[Texto do exercício]
* * *

É natural que ciclos de desenvolvimentos menores e com constante alinhamento de expectativas e saúde do produto tenham grande eficiência. Isso porque fica extremamente mais fácil poder mudar o rumo do desenvolvimento, caso necessário.
Essa é uma das principais características que fez o Scrum e o Agile ficarem tão famosos. Era comum no modelo Waterfall que escopos fechados fossem definidos com prazos fechados, mas que no decorrer do desenvolvimento muitas dificuldades fossem enfrentadas ou até prioridades e interesses fossem alterados, o que gerava altos custos e fadava projetos ao fracasso.
Com ciclos menores de entrega de valor e equipes mais autônomas, todos se tornam efetivamente ágeis, entregando valor constantemente e gerando uma boa percepção de avanço. Além disso, o processo garante que, caso necessário, o rumo do desenvolvimento possa ser adaptado às necessidades do produto/usuários e interesses dos stakeholders.

* * *

Transcreva do texto sobre ciclos de desenvolvimento o trecho de "Essa é uma das" a "interesses dos stakeholders.".

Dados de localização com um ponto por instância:
* * *

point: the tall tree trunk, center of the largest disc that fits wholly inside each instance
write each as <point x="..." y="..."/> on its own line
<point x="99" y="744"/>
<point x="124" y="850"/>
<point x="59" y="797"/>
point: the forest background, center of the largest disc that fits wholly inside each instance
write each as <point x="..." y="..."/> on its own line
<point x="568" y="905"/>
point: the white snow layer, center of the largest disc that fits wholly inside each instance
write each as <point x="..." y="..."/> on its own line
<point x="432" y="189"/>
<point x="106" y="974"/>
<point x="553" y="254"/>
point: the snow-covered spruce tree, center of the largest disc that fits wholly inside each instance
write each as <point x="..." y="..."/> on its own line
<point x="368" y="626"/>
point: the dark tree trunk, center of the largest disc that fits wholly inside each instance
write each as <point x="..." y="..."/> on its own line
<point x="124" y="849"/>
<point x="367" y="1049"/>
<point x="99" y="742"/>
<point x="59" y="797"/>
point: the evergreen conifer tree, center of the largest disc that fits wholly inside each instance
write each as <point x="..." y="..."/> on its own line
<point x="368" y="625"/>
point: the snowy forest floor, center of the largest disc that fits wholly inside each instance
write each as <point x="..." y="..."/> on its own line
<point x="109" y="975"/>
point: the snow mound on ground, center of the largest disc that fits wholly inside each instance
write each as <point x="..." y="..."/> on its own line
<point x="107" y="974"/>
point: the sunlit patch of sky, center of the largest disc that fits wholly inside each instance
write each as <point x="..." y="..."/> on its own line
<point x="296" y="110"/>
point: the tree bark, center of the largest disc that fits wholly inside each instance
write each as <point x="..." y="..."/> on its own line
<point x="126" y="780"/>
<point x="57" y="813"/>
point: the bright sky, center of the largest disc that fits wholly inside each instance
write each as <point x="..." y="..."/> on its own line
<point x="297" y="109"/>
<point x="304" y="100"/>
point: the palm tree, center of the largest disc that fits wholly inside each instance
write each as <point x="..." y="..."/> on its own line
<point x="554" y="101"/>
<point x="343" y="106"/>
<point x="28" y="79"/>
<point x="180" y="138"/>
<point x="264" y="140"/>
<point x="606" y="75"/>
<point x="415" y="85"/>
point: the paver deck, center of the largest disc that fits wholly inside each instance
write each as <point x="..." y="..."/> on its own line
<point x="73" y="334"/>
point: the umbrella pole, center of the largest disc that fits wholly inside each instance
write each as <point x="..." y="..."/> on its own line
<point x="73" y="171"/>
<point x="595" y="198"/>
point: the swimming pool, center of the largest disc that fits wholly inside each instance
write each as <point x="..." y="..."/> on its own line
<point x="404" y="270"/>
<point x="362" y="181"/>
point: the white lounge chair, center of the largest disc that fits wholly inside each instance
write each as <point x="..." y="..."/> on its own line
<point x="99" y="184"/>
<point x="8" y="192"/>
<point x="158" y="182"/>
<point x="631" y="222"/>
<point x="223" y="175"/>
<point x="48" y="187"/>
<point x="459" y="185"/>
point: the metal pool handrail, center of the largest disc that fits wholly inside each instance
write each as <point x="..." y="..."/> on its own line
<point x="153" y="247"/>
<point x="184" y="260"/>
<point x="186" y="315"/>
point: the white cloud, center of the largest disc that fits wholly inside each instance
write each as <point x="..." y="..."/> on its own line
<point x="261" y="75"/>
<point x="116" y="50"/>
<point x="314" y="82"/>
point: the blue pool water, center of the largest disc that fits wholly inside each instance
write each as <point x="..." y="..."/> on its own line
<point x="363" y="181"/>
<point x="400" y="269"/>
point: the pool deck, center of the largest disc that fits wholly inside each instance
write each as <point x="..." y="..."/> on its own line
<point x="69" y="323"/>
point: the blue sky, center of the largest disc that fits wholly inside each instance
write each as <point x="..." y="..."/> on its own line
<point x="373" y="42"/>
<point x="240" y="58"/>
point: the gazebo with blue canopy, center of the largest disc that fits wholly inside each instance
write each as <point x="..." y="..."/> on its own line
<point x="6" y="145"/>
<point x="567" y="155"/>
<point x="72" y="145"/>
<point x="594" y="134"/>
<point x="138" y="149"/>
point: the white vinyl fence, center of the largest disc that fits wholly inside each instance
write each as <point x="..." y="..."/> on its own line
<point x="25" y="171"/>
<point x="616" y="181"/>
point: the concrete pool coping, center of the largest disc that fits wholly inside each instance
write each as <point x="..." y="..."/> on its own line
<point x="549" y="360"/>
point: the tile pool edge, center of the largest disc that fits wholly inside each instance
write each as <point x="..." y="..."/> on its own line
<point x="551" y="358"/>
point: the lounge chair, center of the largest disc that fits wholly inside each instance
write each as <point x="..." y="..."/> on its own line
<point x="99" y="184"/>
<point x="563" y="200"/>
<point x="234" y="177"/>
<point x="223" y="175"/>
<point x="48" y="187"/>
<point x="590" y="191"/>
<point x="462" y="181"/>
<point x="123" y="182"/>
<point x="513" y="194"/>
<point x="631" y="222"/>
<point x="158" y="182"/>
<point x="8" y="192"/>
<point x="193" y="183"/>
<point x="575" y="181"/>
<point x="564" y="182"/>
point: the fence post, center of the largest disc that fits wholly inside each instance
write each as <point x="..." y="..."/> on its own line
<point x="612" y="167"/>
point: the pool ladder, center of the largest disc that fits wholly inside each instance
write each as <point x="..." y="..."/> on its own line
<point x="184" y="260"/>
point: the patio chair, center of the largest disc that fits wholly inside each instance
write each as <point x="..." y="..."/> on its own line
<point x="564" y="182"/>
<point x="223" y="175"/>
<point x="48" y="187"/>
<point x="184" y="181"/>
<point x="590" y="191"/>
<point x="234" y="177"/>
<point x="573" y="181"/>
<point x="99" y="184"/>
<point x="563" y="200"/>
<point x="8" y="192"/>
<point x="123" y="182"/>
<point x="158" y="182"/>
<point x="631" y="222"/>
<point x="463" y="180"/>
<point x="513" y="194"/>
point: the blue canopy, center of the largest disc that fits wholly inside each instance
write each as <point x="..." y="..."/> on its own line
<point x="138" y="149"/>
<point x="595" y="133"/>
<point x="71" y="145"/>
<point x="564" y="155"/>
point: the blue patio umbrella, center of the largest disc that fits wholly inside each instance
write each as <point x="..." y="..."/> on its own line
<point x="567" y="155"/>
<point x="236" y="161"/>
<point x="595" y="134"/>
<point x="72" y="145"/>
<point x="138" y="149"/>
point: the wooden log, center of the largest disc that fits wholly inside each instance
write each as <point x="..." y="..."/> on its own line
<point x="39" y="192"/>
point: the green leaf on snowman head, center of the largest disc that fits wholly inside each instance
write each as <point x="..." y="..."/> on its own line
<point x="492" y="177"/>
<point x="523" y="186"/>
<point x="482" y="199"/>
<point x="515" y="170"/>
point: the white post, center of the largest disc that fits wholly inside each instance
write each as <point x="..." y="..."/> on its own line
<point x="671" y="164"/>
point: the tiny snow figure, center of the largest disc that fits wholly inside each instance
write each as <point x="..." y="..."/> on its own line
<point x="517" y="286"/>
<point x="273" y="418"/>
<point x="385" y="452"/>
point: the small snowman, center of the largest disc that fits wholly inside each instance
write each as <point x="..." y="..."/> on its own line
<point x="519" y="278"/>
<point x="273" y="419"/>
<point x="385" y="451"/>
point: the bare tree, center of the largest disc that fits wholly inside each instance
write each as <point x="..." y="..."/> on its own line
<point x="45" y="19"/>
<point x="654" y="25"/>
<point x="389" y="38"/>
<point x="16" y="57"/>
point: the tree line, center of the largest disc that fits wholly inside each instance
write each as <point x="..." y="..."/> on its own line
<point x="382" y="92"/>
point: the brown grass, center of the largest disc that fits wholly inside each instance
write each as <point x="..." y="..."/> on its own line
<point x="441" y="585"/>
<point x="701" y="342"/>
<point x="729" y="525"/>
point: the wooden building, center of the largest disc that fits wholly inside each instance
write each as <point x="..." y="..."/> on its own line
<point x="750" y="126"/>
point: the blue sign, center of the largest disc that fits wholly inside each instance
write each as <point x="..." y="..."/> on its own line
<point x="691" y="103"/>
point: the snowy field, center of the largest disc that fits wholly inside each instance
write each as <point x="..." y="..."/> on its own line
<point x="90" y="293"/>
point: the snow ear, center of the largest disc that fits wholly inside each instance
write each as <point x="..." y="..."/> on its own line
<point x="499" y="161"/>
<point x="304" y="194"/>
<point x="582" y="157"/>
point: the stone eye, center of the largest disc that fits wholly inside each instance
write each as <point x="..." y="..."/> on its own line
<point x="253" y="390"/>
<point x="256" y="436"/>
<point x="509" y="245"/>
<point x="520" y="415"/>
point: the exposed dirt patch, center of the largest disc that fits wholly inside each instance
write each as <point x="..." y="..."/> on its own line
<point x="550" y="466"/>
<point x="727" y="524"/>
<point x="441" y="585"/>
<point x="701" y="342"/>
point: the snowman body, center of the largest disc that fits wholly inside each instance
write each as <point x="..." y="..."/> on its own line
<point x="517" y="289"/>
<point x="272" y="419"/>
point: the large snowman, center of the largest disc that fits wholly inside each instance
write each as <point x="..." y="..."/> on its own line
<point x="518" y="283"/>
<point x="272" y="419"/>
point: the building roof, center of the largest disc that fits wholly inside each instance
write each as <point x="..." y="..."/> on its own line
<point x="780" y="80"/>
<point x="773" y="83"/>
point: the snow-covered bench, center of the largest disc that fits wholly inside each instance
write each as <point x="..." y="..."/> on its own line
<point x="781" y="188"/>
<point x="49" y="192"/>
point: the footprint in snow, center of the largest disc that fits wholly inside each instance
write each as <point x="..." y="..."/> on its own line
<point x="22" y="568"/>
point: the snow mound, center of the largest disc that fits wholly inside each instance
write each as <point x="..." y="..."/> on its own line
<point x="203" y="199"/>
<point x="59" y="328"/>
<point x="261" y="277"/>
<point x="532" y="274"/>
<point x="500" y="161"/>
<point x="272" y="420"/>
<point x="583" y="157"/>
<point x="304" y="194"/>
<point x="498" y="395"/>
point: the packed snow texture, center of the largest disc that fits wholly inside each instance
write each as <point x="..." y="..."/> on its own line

* * *

[Resolução da tarefa]
Essa é uma das principais características que fez o Scrum e o Agile ficarem tão famosos. Era comum no modelo Waterfall que escopos fechados fossem definidos com prazos fechados, mas que no decorrer do desenvolvimento muitas dificuldades fossem enfrentadas ou até prioridades e interesses fossem alterados, o que gerava altos custos e fadava projetos ao fracasso.
Com ciclos menores de entrega de valor e equipes mais autônomas, todos se tornam efetivamente ágeis, entregando valor constantemente e gerando uma boa percepção de avanço. Além disso, o processo garante que, caso necessário, o rumo do desenvolvimento possa ser adaptado às necessidades do produto/usuários e interesses dos stakeholders.